Task goal – Repeat only the lines from the one holding "light at end" down to the last line of the listing below, including both of those lines.
======== Input material ========
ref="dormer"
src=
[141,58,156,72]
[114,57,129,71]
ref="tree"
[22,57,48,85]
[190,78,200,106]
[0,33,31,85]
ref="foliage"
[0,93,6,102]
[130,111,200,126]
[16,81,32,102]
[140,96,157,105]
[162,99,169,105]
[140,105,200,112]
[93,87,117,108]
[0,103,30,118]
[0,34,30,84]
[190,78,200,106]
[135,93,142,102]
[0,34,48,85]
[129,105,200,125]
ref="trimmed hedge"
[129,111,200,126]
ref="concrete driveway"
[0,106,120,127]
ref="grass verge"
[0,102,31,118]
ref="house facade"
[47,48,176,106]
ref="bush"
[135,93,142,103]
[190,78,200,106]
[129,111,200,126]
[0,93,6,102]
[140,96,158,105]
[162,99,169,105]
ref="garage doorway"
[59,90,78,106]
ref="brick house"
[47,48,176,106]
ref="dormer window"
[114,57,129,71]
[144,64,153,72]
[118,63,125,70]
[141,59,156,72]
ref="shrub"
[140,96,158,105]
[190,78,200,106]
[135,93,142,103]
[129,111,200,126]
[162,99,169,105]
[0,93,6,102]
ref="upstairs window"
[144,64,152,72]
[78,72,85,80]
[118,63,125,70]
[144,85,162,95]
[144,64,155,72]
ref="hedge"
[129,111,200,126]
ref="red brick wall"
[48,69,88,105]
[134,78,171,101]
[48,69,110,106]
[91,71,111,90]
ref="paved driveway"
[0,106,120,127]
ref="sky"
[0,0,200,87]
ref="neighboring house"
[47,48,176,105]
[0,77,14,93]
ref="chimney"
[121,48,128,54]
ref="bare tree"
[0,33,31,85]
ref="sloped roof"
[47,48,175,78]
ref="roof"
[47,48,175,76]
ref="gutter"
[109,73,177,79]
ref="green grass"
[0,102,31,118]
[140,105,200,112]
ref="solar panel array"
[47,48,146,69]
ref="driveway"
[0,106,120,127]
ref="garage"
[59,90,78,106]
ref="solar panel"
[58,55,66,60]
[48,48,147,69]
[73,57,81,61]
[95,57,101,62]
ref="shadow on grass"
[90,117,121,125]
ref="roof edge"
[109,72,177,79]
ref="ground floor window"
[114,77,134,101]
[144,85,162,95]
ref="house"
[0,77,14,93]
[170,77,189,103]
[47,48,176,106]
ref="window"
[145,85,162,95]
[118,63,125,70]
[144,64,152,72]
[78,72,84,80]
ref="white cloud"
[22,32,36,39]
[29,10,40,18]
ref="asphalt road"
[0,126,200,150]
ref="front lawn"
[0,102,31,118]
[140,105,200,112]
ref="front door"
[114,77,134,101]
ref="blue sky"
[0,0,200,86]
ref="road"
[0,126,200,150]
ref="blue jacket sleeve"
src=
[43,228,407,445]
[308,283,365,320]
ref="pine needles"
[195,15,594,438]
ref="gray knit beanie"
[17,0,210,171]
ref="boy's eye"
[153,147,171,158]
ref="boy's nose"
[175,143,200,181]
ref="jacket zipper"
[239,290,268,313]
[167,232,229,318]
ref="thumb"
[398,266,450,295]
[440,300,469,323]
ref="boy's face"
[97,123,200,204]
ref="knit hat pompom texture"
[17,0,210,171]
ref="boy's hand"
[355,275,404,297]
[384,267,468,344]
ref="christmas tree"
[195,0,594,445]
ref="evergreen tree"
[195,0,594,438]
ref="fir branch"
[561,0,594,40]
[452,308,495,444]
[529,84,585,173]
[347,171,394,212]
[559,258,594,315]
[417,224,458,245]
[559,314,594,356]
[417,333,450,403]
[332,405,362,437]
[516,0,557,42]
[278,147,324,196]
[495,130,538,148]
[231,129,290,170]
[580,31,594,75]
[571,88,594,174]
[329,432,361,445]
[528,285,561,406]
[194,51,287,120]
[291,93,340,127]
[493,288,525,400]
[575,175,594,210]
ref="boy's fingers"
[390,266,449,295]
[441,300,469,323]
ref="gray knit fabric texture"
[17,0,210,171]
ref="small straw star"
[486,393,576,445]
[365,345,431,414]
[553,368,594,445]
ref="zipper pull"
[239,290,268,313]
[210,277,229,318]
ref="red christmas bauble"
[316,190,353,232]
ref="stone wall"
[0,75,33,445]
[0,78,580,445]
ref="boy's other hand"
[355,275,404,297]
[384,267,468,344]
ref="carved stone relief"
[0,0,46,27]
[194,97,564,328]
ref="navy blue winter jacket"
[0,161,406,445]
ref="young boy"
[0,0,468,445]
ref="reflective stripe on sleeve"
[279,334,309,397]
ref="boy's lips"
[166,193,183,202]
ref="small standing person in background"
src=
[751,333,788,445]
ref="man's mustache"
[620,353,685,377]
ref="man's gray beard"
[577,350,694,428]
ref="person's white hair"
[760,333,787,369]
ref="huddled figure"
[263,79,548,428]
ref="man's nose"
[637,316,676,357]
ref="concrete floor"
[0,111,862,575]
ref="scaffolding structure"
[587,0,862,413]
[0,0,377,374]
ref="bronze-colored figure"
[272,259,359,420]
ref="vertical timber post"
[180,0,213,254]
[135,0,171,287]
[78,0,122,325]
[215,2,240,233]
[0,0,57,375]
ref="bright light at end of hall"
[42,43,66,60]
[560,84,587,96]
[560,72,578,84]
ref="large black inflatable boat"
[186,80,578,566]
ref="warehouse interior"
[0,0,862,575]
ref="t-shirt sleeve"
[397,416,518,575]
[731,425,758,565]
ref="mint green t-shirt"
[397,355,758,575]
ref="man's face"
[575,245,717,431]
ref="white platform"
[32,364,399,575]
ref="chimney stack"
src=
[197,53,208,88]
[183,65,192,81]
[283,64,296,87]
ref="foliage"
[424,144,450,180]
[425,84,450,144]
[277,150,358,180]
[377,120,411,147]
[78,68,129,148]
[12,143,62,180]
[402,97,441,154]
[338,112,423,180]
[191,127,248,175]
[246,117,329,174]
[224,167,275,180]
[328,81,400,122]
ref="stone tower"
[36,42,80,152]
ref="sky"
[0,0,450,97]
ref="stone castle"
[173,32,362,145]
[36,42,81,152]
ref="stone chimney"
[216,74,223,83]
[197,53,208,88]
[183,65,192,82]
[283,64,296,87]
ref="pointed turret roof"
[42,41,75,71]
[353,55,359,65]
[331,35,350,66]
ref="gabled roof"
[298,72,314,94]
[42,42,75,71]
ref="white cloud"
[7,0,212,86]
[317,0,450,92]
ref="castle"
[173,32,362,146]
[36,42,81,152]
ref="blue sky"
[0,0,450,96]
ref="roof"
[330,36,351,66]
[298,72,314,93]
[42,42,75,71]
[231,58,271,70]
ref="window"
========
Answer to this exercise –
ref="bright light at end of hall"
[42,43,66,60]
[560,84,587,96]
[560,72,578,84]
ref="large black inflatable boat"
[186,80,578,566]
ref="warehouse interior"
[0,0,862,575]
ref="t-shirt sleeve"
[397,416,518,575]
[731,425,758,565]
ref="mint green t-shirt"
[397,355,758,575]
ref="man's face"
[575,245,717,431]
ref="white platform"
[32,364,399,575]
ref="chimney stack"
src=
[197,53,208,88]
[183,65,192,81]
[283,64,296,87]
ref="foliage"
[424,144,450,180]
[425,84,450,144]
[277,150,358,180]
[377,120,411,147]
[78,68,129,148]
[12,143,62,180]
[402,97,441,154]
[338,112,423,180]
[191,127,248,175]
[246,117,329,174]
[224,167,275,180]
[328,81,400,122]
ref="stone tower"
[36,42,80,152]
ref="sky"
[0,0,450,97]
ref="stone castle"
[173,32,362,145]
[36,42,81,152]
ref="stone chimney"
[216,74,223,83]
[197,53,208,88]
[183,65,192,82]
[283,64,296,87]
ref="pointed turret roof"
[42,41,75,71]
[353,55,359,65]
[331,35,350,66]
ref="gabled roof"
[298,72,314,94]
[42,42,75,71]
ref="white cloud"
[7,0,212,86]
[317,0,450,92]
ref="castle"
[173,32,362,146]
[36,42,81,152]
ref="blue sky"
[0,0,450,96]
ref="roof"
[330,36,351,66]
[298,72,314,93]
[42,42,75,71]
[231,58,271,70]
ref="window"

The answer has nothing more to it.